* Extract *
--------------------------------------------------

This is the spec that Microsoft is contributing to the newly-formed ECMA
TC39/TG5 standards committee for consideration for the C++/CLI standards process.
It covers all the main proposed features, and it gives a pretty thorough look at the
scope and shape of what's being contemplated. There are still places that need to
be filled in, though, as well as some technical decisions that TG5 will need to decide
(in addition to any existing decisions that they may decide to review or change).
Note that this is the last version of the document that will bear a Microsoft copyright,
so we've taken this opportunity to make it publicly available while we still own it.
If ECMA TC39/TG5 adopts this as their base document, it will henceforth be an ECMA
document maintained by that ECMA group. That means it will be up to TG5 to decide
what changes to make and when to make future drafts publicly available. (From my informal
conversations, I wouldn't be surprised if interim drafts were published every three
months or so, but that's just my personal best guess right now. We'll have to wait
and see when the whole group feels the spec is in shape for TG5 to feel ready to distribute
its own first updated snapshot.)

--------------------------------------------------

* Exercise instructions *
1 – Using the C++/CLI excerpt, explain in one to three sentences why Microsoft chose this moment to make the document publicly available.
2 – Please transcribe everything in the C++/CLI excerpt from "If ECMA TC39/TG5" down to "first updated snapshot.)".
The items come from a separate source.

* Entries shown *
--------------------------------------------------

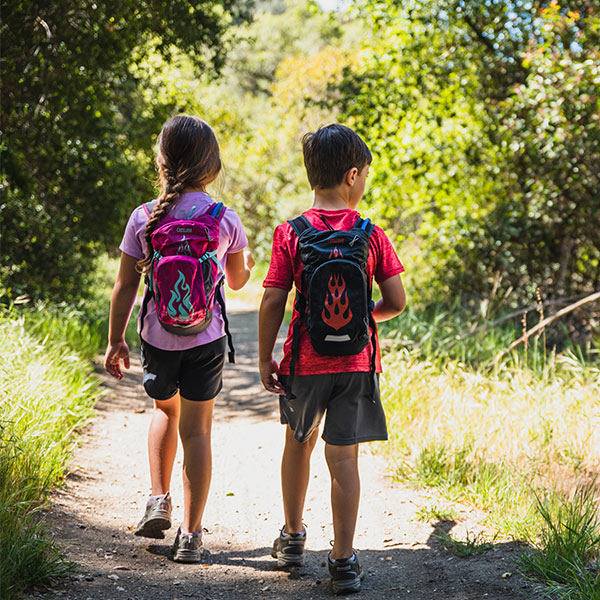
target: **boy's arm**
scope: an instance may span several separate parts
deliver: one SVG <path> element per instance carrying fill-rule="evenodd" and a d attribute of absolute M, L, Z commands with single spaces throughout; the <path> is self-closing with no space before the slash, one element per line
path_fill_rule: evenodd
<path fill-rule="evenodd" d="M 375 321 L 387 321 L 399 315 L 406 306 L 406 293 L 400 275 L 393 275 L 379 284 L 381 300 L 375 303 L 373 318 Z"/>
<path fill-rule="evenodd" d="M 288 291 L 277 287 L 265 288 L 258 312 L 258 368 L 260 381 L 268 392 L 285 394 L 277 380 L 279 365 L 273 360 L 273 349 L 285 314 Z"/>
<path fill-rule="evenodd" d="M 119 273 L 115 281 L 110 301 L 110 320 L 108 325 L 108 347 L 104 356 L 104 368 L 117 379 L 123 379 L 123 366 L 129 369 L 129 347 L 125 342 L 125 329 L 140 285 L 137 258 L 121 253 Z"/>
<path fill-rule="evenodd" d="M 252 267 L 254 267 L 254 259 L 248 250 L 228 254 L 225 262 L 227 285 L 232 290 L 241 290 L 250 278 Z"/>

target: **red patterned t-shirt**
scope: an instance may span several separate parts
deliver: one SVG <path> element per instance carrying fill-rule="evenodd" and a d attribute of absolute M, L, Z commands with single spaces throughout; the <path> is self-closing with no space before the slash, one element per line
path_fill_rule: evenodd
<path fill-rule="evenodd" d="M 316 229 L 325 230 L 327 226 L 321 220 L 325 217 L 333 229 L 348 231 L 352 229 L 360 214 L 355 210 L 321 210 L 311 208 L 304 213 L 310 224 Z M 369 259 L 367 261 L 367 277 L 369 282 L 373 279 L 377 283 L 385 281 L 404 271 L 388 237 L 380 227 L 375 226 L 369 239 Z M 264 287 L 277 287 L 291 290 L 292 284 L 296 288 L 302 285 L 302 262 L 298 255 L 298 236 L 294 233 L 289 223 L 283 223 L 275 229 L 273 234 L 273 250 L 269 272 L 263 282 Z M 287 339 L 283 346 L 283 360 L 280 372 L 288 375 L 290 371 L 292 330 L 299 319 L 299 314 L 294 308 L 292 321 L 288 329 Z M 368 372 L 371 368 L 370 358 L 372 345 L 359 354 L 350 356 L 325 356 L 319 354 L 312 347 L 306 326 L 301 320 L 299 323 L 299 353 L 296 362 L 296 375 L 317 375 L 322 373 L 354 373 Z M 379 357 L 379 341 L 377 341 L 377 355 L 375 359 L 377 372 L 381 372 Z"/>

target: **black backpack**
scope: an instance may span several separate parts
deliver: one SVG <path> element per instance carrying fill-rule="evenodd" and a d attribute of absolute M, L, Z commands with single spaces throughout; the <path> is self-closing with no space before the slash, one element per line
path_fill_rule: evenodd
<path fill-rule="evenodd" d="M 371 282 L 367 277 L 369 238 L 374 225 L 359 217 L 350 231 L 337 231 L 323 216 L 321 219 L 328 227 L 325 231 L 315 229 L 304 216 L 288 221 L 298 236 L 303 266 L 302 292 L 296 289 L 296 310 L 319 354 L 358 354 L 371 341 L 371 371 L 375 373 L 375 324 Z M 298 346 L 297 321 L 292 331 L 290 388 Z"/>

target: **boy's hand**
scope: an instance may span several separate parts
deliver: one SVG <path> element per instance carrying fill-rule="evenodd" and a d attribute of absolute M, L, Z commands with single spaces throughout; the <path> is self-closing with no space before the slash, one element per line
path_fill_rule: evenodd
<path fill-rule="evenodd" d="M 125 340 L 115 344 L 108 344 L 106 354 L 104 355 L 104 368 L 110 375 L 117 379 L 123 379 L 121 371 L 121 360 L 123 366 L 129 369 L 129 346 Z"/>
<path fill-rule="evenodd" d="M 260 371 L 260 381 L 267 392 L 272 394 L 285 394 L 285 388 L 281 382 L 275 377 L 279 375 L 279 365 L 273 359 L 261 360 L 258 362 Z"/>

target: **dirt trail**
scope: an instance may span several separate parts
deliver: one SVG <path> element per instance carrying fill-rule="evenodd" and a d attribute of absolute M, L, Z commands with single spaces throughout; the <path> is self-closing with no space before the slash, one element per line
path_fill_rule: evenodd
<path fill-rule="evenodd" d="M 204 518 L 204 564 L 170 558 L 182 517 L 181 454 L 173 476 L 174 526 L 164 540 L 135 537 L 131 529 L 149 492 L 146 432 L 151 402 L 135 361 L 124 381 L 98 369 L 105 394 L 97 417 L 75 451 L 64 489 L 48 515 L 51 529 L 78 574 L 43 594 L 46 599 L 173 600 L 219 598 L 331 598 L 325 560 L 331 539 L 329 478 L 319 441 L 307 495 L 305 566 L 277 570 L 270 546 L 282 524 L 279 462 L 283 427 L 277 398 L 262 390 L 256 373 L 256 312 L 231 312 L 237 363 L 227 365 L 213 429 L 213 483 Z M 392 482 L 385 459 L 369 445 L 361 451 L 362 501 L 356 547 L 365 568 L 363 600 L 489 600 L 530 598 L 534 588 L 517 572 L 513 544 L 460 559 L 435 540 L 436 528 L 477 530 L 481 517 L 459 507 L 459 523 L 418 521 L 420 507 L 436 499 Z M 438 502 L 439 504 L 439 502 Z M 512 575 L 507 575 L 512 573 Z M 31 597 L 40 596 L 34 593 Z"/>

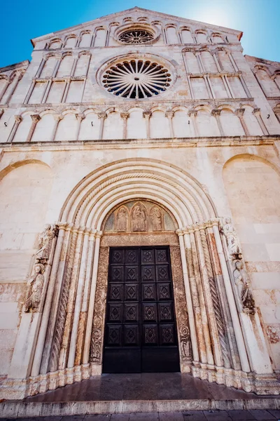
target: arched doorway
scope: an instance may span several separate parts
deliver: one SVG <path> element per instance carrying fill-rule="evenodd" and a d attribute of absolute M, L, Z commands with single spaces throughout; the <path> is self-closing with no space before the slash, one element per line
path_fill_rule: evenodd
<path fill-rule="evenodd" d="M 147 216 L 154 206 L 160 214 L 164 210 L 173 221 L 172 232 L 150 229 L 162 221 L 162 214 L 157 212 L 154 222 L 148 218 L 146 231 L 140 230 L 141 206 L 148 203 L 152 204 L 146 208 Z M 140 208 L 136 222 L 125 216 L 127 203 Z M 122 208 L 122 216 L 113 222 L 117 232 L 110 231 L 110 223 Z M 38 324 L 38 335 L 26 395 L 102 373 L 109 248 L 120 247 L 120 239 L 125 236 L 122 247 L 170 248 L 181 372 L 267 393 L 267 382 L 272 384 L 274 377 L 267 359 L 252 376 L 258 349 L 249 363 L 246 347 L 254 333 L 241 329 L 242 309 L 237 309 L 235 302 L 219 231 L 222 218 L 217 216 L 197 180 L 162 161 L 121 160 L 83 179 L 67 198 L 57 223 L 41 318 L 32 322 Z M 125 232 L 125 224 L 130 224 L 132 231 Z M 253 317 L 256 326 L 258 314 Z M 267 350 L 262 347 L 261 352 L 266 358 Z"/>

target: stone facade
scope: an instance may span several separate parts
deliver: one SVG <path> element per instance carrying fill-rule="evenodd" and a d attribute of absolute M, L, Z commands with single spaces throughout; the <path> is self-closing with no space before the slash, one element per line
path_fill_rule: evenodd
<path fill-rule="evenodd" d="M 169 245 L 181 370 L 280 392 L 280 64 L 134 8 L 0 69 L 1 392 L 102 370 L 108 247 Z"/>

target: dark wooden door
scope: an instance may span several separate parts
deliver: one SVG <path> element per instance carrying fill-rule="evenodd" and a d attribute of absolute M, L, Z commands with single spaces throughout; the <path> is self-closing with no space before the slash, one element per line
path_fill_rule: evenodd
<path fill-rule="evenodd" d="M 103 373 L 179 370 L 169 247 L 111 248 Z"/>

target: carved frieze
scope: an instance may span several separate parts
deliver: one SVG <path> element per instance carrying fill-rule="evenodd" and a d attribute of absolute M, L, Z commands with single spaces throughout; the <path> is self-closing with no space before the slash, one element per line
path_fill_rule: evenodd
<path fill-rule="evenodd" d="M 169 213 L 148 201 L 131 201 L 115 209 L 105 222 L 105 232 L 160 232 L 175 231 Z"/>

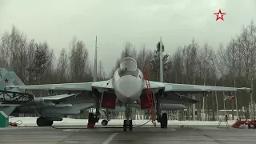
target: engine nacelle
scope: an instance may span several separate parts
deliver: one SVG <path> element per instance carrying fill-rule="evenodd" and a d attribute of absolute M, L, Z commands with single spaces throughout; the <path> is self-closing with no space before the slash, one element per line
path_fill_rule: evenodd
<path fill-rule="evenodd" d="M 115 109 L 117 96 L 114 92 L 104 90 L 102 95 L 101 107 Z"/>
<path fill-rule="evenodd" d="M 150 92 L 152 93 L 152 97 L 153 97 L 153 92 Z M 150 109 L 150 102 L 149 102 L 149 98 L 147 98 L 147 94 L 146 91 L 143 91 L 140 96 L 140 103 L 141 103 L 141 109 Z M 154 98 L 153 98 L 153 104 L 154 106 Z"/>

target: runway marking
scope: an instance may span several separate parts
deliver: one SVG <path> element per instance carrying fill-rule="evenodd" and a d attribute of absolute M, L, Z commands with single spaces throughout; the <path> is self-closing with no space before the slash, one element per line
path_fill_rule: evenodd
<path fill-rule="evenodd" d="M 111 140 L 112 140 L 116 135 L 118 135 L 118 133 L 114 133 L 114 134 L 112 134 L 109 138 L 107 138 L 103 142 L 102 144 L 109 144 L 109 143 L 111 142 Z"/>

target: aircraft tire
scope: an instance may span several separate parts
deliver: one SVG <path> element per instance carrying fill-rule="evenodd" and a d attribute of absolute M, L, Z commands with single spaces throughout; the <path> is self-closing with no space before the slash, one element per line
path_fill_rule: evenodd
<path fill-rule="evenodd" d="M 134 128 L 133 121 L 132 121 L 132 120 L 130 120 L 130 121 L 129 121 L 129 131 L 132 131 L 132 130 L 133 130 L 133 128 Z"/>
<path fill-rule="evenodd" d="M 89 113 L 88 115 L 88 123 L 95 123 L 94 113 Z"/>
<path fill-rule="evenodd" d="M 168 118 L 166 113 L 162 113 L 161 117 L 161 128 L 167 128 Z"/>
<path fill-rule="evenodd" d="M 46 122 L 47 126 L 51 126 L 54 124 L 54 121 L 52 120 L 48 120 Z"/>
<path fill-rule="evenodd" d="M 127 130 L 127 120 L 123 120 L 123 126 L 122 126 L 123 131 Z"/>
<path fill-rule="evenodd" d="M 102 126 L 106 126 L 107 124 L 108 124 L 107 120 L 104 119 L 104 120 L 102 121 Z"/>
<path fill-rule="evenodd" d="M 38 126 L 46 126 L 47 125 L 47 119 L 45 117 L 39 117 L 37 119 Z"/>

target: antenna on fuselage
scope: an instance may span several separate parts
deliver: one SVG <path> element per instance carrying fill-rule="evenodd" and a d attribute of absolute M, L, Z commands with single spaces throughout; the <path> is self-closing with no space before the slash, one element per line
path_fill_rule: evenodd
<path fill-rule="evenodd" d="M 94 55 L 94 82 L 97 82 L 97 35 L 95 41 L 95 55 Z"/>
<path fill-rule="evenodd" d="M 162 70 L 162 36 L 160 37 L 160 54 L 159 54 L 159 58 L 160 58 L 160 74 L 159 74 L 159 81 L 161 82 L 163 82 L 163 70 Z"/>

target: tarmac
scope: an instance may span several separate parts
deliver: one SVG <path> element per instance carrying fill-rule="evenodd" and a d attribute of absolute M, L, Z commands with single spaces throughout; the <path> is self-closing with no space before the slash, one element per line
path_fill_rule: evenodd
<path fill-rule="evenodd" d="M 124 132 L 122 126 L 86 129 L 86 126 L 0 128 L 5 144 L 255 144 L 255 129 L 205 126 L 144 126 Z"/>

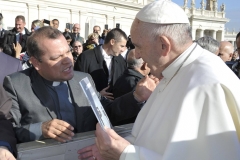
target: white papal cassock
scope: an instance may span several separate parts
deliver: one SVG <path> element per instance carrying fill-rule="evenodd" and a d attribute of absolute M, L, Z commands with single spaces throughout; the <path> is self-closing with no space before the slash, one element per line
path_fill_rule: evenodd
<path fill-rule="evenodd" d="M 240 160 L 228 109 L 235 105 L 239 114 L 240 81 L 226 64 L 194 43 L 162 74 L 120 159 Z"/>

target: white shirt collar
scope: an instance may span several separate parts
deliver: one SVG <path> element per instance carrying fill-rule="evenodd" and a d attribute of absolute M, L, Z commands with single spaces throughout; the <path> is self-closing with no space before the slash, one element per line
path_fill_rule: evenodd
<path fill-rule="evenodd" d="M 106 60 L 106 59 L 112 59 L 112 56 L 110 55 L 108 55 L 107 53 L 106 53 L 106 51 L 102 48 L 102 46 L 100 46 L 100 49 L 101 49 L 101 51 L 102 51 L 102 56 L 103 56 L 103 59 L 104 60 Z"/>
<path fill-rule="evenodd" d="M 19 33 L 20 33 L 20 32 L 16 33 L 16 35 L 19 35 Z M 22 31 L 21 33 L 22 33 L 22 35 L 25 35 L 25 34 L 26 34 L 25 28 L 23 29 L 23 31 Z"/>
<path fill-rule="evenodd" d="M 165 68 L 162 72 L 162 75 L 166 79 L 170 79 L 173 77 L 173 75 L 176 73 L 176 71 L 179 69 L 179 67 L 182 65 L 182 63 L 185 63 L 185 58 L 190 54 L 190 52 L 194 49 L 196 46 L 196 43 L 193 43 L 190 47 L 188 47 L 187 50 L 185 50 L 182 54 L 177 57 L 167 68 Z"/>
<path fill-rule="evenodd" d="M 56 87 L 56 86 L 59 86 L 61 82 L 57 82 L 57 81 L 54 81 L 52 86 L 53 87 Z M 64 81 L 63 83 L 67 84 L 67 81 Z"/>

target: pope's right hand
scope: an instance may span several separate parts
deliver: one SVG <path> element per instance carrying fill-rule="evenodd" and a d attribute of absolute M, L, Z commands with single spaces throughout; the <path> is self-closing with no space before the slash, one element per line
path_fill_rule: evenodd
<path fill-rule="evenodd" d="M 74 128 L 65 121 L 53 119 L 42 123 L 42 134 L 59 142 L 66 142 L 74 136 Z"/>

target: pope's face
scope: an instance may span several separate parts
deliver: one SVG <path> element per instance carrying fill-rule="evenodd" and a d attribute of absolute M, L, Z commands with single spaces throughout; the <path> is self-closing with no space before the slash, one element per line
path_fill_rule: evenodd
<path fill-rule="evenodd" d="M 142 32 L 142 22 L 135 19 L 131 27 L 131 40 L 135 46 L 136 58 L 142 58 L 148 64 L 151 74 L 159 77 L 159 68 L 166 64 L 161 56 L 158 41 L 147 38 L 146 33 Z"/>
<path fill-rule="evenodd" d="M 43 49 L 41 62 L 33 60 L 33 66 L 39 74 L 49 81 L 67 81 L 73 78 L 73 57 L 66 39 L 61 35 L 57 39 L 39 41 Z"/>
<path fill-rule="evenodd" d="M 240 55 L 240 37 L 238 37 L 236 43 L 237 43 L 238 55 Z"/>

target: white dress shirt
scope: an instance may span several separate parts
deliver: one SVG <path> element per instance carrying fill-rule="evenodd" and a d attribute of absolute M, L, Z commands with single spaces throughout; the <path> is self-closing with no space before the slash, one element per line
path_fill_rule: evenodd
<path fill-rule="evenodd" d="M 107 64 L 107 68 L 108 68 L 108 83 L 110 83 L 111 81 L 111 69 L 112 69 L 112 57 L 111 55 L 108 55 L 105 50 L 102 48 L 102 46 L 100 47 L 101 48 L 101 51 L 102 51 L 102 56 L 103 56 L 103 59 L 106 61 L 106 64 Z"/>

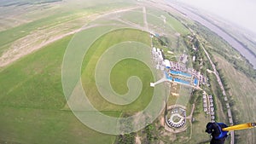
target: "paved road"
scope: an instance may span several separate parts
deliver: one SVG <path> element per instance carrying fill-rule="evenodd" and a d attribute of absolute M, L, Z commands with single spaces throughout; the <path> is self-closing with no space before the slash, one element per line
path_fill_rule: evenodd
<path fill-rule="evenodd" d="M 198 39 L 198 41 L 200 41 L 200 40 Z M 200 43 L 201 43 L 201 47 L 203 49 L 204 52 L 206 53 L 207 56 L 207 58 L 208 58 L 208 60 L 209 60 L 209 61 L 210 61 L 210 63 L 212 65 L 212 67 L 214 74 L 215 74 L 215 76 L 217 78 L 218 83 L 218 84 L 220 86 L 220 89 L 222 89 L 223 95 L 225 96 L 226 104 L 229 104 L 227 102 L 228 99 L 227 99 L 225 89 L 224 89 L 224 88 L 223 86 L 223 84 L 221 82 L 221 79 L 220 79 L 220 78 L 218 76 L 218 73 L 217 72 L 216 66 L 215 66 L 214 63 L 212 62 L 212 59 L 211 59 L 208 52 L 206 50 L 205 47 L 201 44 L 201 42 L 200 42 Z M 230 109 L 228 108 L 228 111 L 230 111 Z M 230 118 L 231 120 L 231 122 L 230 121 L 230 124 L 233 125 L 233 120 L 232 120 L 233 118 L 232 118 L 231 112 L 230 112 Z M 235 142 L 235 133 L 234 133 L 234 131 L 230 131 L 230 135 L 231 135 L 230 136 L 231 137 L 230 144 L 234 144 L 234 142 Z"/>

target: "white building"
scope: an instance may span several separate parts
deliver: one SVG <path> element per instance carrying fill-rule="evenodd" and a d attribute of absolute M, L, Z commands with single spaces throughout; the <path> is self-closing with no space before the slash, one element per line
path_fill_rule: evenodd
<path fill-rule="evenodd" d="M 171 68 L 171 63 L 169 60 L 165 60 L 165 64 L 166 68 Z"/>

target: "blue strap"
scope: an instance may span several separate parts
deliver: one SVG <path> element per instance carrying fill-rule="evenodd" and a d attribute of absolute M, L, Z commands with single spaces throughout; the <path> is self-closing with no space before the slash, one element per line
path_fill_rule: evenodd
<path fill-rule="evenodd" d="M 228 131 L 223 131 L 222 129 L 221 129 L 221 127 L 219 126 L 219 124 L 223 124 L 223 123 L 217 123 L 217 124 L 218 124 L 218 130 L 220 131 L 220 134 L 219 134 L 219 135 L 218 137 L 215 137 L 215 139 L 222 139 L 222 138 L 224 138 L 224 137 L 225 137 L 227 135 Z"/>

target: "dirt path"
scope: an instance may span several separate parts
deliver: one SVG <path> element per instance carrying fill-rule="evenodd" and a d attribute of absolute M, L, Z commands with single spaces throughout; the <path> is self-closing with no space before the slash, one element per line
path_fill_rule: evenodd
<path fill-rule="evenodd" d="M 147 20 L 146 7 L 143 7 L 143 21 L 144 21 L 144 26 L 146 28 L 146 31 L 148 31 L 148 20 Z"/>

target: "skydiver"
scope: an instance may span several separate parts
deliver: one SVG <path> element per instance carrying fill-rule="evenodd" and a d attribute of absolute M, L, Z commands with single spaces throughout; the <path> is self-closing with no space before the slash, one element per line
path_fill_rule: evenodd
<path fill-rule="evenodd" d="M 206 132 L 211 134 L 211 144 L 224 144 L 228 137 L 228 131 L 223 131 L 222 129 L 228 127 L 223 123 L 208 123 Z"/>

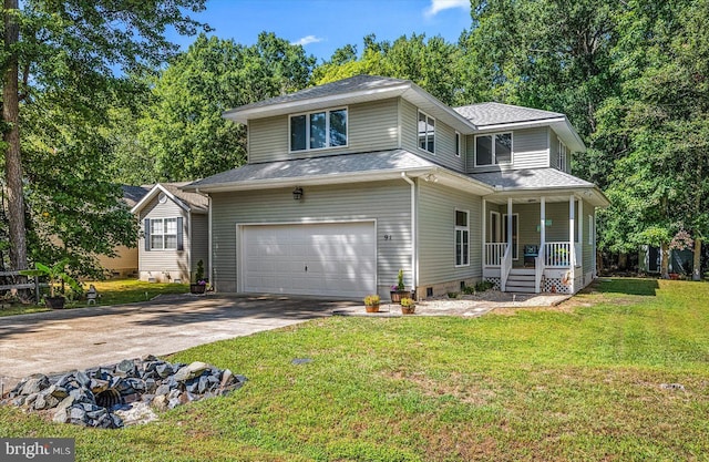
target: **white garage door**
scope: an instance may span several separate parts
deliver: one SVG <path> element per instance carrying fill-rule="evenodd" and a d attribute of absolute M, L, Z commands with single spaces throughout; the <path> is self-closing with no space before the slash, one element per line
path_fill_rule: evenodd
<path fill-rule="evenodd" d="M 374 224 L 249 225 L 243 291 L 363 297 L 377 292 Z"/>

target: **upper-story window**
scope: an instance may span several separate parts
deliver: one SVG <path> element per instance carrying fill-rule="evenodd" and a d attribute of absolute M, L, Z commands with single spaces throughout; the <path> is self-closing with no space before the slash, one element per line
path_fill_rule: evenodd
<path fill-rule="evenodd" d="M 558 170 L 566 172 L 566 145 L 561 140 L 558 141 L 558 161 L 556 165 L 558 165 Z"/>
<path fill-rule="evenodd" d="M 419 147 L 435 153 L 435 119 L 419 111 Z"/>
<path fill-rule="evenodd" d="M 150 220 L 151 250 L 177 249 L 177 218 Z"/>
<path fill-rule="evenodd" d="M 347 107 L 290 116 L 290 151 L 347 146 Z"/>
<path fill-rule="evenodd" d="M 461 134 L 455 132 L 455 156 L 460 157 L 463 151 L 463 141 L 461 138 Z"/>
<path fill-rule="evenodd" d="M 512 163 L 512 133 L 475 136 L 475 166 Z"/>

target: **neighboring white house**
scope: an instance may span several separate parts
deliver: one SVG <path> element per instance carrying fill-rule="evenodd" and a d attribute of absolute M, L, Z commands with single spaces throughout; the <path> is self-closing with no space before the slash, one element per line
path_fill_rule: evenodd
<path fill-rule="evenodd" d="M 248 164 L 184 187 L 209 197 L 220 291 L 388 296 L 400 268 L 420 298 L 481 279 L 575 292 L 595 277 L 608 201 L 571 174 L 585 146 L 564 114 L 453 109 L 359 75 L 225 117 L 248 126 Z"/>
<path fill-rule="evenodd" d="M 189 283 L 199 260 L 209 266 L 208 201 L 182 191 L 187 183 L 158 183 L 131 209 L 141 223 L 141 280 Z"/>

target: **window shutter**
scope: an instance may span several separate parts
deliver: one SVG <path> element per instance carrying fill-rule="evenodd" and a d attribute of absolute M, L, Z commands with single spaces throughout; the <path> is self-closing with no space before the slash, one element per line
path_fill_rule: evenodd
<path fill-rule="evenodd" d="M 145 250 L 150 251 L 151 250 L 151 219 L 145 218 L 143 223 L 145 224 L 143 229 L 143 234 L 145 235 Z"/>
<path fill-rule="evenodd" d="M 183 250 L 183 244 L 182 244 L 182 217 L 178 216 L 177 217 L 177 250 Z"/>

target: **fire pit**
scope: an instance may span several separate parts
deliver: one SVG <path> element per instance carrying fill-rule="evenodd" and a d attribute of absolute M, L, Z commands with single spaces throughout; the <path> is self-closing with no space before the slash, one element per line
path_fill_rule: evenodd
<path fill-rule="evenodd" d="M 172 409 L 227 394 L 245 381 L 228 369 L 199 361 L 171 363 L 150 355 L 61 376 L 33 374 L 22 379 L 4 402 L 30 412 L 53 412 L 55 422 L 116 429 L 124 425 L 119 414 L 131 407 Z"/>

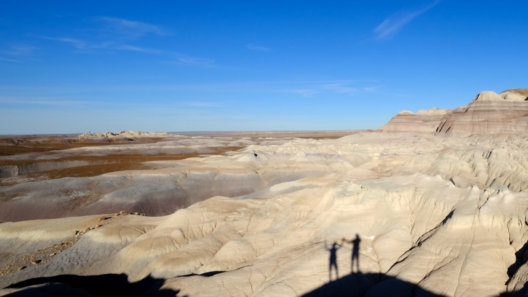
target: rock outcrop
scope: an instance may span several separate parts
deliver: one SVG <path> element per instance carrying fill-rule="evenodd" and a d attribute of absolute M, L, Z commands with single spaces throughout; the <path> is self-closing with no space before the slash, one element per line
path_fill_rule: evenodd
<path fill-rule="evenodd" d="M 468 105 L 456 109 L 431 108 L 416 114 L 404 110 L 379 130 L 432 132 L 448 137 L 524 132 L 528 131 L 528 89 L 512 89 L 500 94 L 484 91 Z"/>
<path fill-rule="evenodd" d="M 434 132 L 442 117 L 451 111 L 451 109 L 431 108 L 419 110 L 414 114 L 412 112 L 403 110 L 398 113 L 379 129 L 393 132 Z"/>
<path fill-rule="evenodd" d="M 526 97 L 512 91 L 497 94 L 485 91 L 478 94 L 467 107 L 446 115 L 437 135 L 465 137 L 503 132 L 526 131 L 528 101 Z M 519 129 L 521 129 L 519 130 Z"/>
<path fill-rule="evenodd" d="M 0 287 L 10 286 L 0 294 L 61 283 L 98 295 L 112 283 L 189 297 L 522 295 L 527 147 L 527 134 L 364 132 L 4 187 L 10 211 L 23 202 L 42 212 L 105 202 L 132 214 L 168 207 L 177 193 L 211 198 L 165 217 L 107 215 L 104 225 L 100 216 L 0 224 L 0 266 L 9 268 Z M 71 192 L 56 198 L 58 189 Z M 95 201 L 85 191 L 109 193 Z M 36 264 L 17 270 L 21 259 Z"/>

--------------------------------------------------

* Exercise responses *
1 – This is the last version of the document that will carry a Microsoft copyright, so Microsoft released it while it still owns it. If ECMA TC39/TG5 adopts it, the group will decide when future drafts become public.

2 –
If ECMA TC39/TG5 adopts this as their base document, it will henceforth be an ECMA
document maintained by that ECMA group. That means it will be up to TG5 to decide
what changes to make and when to make future drafts publicly available. (From my informal
conversations, I wouldn't be surprised if interim drafts were published every three
months or so, but that's just my personal best guess right now. We'll have to wait
and see when the whole group feels the spec is in shape for TG5 to feel ready to distribute
its own first updated snapshot.)